Conformément au caractère manifestement secret de la Commission spéciale, (4) la note n’a pas été publiée, en dépit du fait qu’elle avait été soumise au Parlement national. L’existence même de ce document n’a été connue des défenseurs de la réforme agraire que des semaines plus tard, grâce à une brève mention parue dans le journal en anglais The Myanmar Times, qui a poussé les organismes donateurs à examiner la question de plus près. Le document est signé par U Shwe Mann, président de la Commission et membre très influent du gouvernement. Ancien général, président du parti USDP précédemment au pouvoir et porte-parole de la chambre des députés du Parlement national pendant l’administration antérieure, U Shwe Mann et sa famille ont des intérêts économiques considérables dans le pays, y compris des investissements dans l’agro-industrie. (5) En outre, U Shwe Mann est généralement considéré comme un allié proche du leader du NLD et Conseiller d’État Daw Aung San Suu Kyi. La presse avait même signalé en 2015 qu’il avait été expulsé du parti politique USDP parce qu’il était trop proche du leader du NLD. Sans avoir été réélu en 2015, il avait quand même été nommé président de la Commission spécial par le Conseiller d’État, ce que certains ont interprété comme une récompense pour avoir soutenu Daw Suu Kyi dans sa tentative de réforme de la constitution pendant la législature précédente. (6)

CONSIGNE DE L'EXERCICE:
Reprenez le texte sur la Commission spéciale présidée par U Shwe Mann et poursuivez-le à partir de sa dernière phrase. Les données qui suivent n'ont aucun rapport avec le texte.

EXTRAITS DE DONNÉES:
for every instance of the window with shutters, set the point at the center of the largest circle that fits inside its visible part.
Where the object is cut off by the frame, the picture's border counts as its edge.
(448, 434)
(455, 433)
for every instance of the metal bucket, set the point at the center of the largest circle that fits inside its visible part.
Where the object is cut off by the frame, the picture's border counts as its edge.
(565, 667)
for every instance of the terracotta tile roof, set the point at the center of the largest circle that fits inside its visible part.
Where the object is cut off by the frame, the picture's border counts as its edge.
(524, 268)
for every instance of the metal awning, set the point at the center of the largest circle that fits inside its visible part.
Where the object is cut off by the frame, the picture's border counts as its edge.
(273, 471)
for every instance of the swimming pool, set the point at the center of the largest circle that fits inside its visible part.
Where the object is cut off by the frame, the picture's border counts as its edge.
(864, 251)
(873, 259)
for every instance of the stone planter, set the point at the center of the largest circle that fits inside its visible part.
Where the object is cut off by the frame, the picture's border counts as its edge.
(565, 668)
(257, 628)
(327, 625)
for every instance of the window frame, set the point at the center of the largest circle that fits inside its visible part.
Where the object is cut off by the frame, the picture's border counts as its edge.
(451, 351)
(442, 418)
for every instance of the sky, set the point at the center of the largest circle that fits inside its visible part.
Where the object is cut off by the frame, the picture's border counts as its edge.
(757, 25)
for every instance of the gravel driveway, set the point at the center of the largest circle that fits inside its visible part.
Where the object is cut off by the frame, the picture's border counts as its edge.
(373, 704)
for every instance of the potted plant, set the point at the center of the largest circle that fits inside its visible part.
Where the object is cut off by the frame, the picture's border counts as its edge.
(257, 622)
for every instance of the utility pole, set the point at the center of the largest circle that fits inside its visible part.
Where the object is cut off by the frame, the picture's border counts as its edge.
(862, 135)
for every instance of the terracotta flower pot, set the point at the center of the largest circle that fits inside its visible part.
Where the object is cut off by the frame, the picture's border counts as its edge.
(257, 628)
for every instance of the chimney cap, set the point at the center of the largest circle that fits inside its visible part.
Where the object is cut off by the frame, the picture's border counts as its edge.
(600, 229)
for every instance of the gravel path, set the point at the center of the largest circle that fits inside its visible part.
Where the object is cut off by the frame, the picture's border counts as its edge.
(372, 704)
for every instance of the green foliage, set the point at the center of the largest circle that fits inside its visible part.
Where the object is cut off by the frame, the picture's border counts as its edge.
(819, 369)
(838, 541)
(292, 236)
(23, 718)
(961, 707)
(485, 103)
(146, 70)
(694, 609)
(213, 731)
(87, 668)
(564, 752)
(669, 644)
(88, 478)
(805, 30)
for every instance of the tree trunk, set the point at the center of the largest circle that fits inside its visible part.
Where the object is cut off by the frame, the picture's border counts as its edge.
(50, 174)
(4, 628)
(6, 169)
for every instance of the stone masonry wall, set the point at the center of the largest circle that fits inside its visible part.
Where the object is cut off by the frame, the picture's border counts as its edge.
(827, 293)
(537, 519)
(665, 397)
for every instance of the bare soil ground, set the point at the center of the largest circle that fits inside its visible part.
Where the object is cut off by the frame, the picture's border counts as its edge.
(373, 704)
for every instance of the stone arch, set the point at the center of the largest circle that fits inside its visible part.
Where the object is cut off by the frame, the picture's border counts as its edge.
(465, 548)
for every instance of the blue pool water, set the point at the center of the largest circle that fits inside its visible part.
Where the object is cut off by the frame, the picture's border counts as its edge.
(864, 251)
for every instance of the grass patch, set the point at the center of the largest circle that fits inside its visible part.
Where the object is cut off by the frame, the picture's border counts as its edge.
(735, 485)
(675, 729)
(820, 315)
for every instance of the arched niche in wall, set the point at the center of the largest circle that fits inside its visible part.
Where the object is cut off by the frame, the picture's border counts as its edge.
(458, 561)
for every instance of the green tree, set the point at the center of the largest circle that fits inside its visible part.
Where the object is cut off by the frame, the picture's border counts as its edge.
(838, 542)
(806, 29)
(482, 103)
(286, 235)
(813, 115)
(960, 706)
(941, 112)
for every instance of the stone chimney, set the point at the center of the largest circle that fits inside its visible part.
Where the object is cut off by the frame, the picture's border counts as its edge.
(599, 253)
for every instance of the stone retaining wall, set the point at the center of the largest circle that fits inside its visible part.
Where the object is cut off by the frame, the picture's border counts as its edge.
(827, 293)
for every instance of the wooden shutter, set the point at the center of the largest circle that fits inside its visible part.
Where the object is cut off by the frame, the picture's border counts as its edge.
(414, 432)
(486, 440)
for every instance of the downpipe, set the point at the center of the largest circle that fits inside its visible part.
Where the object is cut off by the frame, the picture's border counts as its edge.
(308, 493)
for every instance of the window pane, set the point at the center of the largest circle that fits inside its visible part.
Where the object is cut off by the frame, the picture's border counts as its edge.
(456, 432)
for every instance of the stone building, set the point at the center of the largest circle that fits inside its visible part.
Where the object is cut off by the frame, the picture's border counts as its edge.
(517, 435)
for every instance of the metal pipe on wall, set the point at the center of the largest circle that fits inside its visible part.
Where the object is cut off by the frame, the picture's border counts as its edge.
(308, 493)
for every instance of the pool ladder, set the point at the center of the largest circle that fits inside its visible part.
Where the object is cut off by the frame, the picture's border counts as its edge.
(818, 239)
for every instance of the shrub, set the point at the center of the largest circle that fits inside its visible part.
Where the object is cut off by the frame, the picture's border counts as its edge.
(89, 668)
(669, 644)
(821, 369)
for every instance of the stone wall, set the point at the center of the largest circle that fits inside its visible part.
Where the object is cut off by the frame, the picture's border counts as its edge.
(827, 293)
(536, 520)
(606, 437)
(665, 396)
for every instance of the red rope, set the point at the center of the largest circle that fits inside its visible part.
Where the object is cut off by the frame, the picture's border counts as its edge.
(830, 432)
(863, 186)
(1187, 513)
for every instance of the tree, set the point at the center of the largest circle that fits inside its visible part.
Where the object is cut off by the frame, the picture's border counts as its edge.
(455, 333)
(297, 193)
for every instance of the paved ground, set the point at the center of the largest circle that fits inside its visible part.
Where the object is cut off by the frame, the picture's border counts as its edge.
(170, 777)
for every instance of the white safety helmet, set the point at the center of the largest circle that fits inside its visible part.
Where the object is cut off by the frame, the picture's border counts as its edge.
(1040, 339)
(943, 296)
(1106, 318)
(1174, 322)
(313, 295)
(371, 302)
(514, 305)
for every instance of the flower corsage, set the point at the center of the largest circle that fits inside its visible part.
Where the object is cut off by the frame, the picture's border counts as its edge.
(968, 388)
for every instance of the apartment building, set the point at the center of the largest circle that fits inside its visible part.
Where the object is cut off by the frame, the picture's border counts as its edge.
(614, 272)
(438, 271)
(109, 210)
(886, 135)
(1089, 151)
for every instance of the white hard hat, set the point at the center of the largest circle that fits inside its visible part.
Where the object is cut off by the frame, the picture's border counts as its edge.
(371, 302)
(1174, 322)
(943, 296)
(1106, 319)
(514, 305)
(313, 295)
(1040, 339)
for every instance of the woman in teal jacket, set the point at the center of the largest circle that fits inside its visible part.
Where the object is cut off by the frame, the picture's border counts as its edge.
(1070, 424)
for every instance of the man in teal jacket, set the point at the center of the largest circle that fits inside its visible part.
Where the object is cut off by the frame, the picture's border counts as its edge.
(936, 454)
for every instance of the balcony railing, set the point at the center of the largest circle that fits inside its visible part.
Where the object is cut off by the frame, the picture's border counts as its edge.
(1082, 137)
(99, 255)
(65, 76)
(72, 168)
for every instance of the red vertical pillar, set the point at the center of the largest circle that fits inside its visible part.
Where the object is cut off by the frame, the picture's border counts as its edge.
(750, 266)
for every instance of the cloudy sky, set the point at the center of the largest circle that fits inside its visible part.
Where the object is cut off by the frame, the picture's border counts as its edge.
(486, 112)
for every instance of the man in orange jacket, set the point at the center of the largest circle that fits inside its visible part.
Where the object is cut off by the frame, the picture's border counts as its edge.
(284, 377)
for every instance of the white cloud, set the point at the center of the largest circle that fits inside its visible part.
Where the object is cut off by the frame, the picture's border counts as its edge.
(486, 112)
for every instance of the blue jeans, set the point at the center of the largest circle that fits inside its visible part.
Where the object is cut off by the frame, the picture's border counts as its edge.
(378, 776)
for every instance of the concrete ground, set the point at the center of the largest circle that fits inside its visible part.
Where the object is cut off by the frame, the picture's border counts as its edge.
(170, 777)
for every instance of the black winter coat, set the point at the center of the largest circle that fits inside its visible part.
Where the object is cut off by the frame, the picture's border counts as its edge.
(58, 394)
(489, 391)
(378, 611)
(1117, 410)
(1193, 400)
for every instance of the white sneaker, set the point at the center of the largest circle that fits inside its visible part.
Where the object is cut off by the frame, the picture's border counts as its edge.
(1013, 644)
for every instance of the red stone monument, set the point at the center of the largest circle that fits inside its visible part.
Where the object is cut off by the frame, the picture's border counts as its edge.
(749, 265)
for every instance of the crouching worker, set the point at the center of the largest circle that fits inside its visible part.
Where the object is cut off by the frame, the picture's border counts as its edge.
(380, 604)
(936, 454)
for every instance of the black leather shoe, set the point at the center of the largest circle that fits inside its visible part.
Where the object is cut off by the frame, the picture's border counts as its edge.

RÉPONSE ATTENDUE:
Parmi les six points considérés comme « des faits impropres et non pertinents qu’il faudrait exclure », le premier et le dernier sont peut-être les moins controversés ; ils portent respectivement sur la création d’un organe de gestion de l’information foncière et sur la révision quinquennale du texte de la politique. Le premier point mentionné dans la note fait référence à l’Article 18, qui suggère de créer un organe spécial chargé de gérer l’information foncière de tout le pays. En se montrant contraire à cette idée, la Commission spéciale semble avoir oublié qu’un organe de ce genre existe déjà sous la forme du projet One Map Myanmar qui vise à consolider les données spatiales relatives au territoire et l’information que possèdent les différents ministères. (7) Quant au dernier point, la Commission allègue que la mise à jour périodique de la politique requerrait une mise à jour périodique de la loi, laquelle serait irréalisable, mais elle n’en donne pas les raisons. Or, étant donné l’importance de la politique foncière et le caractère changeant de la situation actuelle du Myanmar, il semblerait tout à fait raisonnable de revoir la politique foncière et la législation tous les cinq ans.
Le deuxième point que la Commission spéciale propose de supprimer porte sur l’établissement de tribunaux spéciaux et de processus d’arbitrage tripartite indépendants pour résoudre les conflits fonciers. Ce système d’arbitrage indépendant est proposé dans l’Article 42 de la NLUP parce que le cadre juridique actuel s’est avéré incapable de résoudre de nombreux litiges fonciers. En effet, la législation actuelle ne reconnaît pas les terres communales, la propriété foncière coutumière ou la culture itinérante, et d’ailleurs, la Loi de 2012 sur la gestion des terres vacantes, en jachère et vierges mentionnée plus haut légalise le transfert des terres communales traditionnelles et des terres en jachère à des investisseurs privés. En ordonnant de supprimer l’organe d’arbitrage indépendant (qui n’a même pas été créé encore), la Commission spécial semble annoncer que l’État doit maintenir son hégémonie sur les terres.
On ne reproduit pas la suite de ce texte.